### SHORT EXERCISE
Determine how many lines in the records below contain the string "utility". State only the number.

********

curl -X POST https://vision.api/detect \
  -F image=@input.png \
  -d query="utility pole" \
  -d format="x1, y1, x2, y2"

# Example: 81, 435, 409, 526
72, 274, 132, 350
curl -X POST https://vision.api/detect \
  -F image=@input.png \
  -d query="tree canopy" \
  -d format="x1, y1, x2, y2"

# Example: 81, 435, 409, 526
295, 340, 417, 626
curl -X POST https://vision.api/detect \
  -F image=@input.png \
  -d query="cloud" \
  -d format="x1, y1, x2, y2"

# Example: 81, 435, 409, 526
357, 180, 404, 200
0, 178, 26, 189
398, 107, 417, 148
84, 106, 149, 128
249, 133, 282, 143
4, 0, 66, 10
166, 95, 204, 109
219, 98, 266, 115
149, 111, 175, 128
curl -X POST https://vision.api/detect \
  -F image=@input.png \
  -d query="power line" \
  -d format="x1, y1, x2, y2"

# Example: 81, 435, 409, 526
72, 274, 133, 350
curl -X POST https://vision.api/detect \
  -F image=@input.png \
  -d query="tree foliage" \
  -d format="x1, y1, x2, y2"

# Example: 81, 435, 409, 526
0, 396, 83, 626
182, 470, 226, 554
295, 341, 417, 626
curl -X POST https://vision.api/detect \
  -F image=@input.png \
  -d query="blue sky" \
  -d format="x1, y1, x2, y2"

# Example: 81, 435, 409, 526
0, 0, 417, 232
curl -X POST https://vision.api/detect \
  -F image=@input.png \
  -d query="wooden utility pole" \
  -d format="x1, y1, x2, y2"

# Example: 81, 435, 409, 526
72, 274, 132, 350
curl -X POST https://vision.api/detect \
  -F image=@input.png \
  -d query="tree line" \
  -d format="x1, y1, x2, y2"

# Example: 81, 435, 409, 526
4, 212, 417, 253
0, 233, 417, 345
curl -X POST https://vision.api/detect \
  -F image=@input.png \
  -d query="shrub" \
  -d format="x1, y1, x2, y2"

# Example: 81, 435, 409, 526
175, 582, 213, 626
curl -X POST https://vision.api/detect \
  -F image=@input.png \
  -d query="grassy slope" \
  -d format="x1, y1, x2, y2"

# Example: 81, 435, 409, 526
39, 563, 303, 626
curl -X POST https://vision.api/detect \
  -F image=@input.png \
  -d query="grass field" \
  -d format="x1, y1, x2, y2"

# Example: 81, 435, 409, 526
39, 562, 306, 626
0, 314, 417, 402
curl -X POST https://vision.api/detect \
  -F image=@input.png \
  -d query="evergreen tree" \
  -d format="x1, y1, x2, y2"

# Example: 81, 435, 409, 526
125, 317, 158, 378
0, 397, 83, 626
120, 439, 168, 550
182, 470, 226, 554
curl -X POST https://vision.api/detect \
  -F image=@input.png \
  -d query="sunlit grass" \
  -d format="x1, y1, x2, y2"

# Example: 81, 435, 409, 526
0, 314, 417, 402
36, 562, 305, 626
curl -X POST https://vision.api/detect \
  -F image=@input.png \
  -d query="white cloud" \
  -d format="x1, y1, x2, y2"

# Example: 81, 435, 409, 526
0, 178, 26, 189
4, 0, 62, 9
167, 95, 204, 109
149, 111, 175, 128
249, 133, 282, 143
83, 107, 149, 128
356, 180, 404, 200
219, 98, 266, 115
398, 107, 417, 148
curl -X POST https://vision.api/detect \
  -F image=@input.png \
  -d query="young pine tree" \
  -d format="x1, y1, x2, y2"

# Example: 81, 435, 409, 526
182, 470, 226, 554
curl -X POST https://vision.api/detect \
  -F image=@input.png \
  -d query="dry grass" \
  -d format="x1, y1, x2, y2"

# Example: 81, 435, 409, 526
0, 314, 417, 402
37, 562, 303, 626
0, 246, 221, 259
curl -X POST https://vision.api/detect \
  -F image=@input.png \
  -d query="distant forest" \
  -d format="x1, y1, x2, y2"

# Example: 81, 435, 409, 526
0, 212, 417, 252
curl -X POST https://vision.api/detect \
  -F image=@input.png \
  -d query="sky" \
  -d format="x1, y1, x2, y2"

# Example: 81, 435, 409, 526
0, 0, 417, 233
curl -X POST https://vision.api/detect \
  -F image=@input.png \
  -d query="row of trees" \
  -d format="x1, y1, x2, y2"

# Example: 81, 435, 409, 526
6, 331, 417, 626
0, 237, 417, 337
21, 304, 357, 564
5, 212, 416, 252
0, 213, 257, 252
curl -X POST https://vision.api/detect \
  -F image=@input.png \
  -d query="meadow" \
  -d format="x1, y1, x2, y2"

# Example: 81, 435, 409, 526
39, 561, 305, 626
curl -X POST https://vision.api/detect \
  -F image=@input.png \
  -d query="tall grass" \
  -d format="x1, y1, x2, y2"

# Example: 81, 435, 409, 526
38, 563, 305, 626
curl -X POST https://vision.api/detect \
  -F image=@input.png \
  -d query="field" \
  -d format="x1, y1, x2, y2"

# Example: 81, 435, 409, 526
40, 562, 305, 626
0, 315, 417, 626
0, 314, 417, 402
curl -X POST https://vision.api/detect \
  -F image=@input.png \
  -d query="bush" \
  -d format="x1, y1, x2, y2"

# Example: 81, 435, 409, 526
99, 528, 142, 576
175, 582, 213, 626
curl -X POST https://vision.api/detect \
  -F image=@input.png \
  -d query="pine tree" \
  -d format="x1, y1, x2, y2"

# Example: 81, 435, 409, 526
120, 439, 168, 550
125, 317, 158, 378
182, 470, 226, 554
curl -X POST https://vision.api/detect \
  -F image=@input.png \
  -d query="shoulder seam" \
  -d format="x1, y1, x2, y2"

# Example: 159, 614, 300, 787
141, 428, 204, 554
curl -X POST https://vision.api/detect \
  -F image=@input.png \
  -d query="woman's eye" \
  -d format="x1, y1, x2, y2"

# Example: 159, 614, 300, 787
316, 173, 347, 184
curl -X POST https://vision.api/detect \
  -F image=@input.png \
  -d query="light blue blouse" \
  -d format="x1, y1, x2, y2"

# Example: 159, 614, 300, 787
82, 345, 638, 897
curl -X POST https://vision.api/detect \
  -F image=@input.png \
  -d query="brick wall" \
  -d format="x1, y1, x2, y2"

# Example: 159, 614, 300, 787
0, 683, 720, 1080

********

### FULL SOLUTION
2